**Direction**
Which lines in the records below contain the word "Query", matching case? Return each of those lines in full.

**Material**
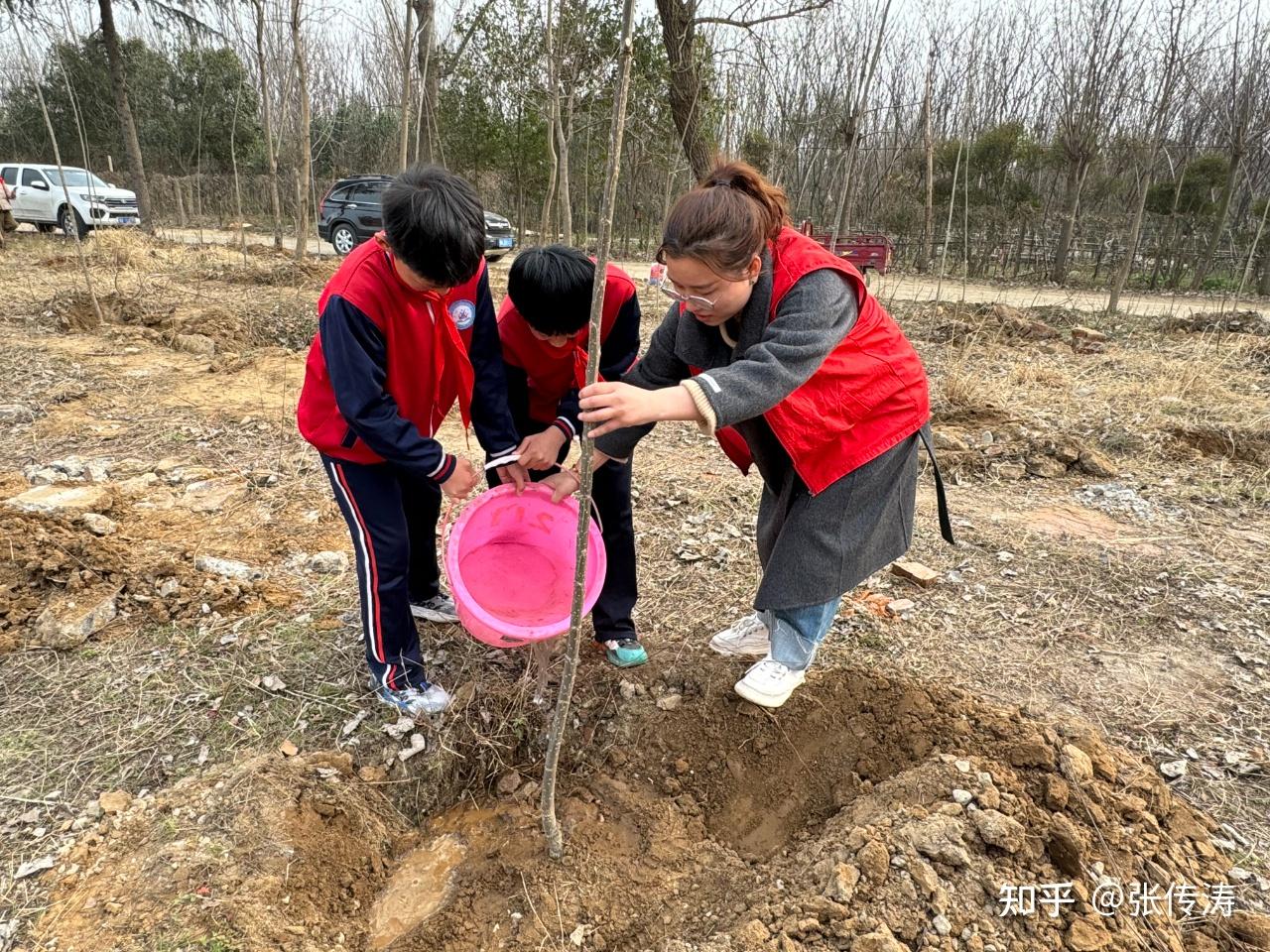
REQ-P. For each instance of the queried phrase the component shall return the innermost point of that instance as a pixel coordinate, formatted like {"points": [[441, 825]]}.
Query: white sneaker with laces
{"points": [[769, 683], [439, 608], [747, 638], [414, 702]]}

...

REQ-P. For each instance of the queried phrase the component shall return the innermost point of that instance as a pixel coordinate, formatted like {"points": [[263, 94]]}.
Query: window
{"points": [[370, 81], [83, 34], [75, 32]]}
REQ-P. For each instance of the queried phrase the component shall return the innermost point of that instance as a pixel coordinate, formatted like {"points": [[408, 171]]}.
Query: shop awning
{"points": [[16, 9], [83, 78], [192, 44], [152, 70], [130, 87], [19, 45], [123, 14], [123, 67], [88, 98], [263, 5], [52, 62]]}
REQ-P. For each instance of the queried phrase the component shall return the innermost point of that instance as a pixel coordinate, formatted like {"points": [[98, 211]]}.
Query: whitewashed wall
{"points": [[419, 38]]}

**Task solution**
Query: white sneaker with laces
Query: window
Query: shop awning
Query: whitewashed wall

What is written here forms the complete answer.